— AIM OF THE TASK —
Beginning at the line containing "Query: leafy tree", print every line until the records end, keeping each exactly as it is.

(Referring expression pointing data)
※ ※ ※
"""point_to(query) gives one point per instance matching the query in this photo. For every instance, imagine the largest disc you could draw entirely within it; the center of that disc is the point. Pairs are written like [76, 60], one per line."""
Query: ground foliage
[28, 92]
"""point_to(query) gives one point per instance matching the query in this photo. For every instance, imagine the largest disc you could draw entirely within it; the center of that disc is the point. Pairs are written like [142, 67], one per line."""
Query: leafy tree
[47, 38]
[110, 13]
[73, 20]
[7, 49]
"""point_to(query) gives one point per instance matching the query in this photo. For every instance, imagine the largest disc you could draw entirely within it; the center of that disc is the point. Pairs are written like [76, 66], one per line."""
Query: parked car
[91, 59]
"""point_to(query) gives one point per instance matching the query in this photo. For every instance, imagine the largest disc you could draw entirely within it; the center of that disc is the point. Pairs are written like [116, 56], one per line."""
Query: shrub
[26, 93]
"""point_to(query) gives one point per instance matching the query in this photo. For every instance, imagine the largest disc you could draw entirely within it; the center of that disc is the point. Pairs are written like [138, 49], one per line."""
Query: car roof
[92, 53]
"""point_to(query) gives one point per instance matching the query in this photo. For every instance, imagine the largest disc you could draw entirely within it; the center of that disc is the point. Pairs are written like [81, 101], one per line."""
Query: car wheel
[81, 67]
※ ※ ※
— TASK OUTPUT —
Query: leafy tree
[47, 38]
[110, 13]
[73, 20]
[7, 49]
"""point_to(query) gives one point per instance matching the query in this photo. For every instance, imagine the largest disc you could draw entirely within it; the center of that disc is the point. Pairs are written like [76, 66], one per line."""
Query: parked car
[91, 59]
"""point_to(query) gives one point per instance matching the query in this photo. For every instance, imagine the largest disc you could draw entirely within it; the center of that disc is the point. Pairs are written like [116, 56], one per line."""
Query: shrub
[26, 93]
"""point_to(query) gives one point per instance matching the query in this photo. For every instance, imagine the largest disc you could draw entirely within it; the center of that disc is the point. Pairs are written like [138, 49], one per line."""
Query: car roof
[92, 53]
"""point_to(query) gives one point per instance matching the query in this photo. For every instance, imagine the largest disc you could draw entirely within it; the center of that disc is the point. Pairs are written like [81, 101], one per line."""
Query: car wheel
[81, 67]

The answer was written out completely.